WHAT THE TASK ASKS: Transcribe only the part of the listing below that begins at the line containing "outcrop and record integer pixel coordinates." and runs to its final line, keeping both ends.

PROVIDED DATA:

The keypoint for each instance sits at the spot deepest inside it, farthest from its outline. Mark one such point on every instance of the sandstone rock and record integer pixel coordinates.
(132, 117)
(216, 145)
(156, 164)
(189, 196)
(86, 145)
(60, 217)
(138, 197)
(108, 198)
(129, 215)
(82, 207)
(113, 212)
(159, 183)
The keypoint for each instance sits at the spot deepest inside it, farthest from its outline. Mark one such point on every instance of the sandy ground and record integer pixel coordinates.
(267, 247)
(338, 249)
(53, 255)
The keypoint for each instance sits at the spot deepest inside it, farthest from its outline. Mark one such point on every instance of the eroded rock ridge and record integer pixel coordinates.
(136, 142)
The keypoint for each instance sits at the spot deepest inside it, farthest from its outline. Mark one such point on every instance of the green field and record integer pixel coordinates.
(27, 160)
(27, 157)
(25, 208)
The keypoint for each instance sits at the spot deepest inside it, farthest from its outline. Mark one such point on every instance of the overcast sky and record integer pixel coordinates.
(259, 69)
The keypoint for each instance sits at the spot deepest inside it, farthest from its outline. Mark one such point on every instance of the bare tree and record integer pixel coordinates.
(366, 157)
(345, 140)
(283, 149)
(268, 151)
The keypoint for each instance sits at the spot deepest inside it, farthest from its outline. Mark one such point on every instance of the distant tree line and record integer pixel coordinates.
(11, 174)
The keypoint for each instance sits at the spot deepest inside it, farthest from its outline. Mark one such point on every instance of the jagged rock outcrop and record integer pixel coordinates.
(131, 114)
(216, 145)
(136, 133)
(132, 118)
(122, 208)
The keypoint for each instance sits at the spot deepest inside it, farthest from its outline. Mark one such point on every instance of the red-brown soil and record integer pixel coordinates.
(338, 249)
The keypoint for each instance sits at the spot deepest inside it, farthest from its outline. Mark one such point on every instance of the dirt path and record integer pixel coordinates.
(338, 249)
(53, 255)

EXPECTED OUTPUT:
The keypoint for each instance sits at the spot deepest inside it, farthest from its outline. Mark one such point on every instance of the jagged rock outcrop and record integer pixel coordinates.
(131, 114)
(216, 145)
(136, 133)
(132, 118)
(122, 208)
The keypoint for each instance sits at the spot deepest inside it, farthest from its outline. Mark one such point on every instance of the red-brown soil and record integer pixel coordinates.
(338, 249)
The keypoint for each instance sits at the spot deepest inside it, farthest from its outline. Mark one such point on every instance of the dirt path and record integer pixel coordinates.
(338, 249)
(53, 255)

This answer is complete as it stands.